* BEGIN *
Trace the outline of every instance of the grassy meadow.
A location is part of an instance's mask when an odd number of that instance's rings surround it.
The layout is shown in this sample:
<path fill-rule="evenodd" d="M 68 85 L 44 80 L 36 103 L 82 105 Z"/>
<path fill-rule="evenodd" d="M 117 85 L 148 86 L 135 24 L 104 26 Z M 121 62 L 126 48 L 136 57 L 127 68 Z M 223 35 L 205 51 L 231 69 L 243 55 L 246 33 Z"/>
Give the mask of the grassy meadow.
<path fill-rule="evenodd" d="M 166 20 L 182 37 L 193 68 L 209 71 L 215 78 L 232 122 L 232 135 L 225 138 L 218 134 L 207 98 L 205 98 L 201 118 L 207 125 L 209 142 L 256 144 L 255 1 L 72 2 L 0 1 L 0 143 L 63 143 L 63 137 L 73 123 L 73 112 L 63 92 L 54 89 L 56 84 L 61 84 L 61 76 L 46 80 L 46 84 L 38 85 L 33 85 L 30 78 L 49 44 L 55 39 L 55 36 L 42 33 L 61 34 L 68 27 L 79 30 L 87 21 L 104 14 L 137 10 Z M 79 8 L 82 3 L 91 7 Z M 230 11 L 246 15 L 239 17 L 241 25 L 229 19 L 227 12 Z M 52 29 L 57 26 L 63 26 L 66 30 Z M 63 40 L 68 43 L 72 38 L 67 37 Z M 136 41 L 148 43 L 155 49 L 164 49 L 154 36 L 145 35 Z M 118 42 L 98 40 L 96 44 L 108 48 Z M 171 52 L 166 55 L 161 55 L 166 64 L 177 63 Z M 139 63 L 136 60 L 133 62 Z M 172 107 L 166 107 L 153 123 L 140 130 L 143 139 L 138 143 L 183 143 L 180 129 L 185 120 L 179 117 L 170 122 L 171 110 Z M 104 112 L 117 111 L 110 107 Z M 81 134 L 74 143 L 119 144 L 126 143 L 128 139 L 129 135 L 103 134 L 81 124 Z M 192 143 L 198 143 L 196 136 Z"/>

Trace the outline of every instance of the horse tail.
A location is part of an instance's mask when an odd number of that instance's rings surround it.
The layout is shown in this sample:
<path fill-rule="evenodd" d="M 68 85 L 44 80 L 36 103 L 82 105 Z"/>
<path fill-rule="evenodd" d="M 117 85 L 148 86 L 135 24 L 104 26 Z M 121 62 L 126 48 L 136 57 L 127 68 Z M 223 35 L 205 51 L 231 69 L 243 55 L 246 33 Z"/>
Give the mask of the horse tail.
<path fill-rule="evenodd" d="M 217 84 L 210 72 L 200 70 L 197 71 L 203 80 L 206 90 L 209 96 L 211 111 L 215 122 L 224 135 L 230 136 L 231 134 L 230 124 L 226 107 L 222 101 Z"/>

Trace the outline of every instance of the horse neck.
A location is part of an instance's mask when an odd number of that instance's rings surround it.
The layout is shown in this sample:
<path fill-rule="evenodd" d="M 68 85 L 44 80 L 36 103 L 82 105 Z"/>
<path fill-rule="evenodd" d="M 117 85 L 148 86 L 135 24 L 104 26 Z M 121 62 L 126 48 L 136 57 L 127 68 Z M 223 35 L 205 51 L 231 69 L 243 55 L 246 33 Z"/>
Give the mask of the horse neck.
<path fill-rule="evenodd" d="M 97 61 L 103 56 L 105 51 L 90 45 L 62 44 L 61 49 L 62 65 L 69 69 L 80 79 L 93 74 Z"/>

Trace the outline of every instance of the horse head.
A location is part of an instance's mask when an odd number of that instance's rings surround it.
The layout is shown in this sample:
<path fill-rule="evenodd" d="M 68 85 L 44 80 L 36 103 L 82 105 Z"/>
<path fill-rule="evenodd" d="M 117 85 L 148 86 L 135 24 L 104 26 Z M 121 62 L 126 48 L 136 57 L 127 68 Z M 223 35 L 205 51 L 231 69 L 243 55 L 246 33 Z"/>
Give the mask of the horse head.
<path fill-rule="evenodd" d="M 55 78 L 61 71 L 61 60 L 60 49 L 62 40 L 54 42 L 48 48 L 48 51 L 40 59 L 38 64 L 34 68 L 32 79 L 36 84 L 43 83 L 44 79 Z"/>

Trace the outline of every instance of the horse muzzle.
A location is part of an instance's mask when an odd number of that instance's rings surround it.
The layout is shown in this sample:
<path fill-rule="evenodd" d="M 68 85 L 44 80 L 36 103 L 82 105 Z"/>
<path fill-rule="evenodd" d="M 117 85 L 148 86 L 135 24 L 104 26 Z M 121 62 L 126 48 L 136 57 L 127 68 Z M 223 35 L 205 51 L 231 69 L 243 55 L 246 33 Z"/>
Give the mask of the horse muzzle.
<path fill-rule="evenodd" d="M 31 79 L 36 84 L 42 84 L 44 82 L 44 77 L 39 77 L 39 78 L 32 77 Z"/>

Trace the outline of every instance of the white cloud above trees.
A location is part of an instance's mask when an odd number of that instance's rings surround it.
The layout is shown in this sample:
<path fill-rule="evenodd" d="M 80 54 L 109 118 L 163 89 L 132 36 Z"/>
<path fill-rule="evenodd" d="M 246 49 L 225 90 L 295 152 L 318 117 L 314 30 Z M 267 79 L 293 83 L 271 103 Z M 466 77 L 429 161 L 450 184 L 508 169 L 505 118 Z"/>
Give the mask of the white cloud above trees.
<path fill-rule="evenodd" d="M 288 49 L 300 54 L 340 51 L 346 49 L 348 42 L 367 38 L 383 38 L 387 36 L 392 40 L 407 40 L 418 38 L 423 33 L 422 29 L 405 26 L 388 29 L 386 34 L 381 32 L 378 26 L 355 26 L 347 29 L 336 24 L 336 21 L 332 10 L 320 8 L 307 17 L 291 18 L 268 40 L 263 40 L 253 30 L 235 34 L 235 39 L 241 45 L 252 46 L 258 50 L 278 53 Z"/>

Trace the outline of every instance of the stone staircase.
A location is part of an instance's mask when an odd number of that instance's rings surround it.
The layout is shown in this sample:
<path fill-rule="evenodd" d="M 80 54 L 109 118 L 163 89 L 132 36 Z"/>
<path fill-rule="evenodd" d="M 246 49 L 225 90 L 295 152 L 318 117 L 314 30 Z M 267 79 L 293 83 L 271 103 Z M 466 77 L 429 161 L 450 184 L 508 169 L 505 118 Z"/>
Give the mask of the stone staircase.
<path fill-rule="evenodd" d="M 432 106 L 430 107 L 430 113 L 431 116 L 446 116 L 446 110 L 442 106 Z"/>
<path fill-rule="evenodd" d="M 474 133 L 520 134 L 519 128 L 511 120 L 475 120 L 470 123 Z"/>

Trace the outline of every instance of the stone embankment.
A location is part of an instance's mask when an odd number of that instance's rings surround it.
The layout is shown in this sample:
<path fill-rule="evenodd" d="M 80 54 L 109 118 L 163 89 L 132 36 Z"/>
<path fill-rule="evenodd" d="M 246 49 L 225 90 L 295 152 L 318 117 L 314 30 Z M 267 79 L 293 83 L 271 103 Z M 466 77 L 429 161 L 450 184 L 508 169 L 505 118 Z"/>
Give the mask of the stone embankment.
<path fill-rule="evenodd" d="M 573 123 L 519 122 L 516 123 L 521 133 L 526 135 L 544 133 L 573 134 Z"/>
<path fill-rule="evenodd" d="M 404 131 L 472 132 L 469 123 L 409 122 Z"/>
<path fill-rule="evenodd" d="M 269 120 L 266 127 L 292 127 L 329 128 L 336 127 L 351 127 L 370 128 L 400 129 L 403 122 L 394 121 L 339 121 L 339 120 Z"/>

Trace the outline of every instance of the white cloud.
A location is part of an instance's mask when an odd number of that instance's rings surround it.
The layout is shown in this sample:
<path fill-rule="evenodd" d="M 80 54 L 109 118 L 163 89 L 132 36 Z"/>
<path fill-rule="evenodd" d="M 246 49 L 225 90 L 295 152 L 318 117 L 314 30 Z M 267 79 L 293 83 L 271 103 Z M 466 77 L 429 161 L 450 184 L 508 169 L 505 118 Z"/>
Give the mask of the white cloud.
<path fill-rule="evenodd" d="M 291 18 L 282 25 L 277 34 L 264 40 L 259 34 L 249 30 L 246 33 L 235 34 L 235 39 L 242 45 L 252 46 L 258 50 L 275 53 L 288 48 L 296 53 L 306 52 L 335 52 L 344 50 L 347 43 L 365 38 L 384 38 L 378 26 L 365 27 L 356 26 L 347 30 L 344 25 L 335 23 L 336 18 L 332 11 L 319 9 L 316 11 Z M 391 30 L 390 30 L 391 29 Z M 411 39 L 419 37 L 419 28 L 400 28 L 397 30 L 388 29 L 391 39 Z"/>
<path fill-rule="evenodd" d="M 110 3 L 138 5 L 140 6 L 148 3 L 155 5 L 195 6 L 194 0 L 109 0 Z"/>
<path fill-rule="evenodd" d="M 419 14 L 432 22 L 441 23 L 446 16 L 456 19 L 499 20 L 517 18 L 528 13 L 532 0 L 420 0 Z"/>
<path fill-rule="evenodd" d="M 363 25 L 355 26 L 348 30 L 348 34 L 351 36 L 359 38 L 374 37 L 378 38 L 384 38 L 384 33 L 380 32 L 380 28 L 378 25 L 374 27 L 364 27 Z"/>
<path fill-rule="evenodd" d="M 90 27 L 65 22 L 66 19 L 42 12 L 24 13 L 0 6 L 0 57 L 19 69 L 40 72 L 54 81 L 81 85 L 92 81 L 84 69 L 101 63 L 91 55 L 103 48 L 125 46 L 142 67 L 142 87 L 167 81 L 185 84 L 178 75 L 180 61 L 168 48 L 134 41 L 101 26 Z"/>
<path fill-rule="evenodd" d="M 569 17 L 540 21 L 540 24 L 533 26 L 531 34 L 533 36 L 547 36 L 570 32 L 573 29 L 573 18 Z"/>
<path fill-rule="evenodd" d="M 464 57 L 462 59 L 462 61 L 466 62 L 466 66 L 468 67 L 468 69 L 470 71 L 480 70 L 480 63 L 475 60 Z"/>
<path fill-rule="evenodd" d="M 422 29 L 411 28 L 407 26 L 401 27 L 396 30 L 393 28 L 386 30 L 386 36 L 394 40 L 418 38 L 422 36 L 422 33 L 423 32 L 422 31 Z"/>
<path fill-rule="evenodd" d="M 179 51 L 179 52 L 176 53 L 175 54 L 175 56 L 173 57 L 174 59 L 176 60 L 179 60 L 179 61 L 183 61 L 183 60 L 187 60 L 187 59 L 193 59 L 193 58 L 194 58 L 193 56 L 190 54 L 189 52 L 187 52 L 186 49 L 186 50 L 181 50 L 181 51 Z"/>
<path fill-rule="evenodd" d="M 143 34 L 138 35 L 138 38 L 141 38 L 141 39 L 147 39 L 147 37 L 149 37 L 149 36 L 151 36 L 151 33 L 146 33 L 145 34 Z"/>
* END *
■ TASK ■
Format the stretch of the listing from the line containing "Trace the outline of every instance of the stone embankment." through the line containing "Give the mask of the stone embankment." as a JSON list of strings, one string per line and blank lines omitted.

■ RESULT OF THIS EXERCISE ■
[
  "Trace the outline of every instance of the stone embankment.",
  "A location is part of an instance's mask when an odd number of that instance's rings surround it.",
  "The layout is shown in this sample:",
  "<path fill-rule=\"evenodd\" d=\"M 80 54 L 109 118 L 163 89 L 132 36 Z\"/>",
  "<path fill-rule=\"evenodd\" d=\"M 246 49 L 225 90 L 295 152 L 318 117 L 314 30 Z M 267 79 L 293 83 L 271 103 Z M 466 77 L 429 161 L 450 184 L 508 169 L 505 118 Z\"/>",
  "Give the mask of the stone embankment."
]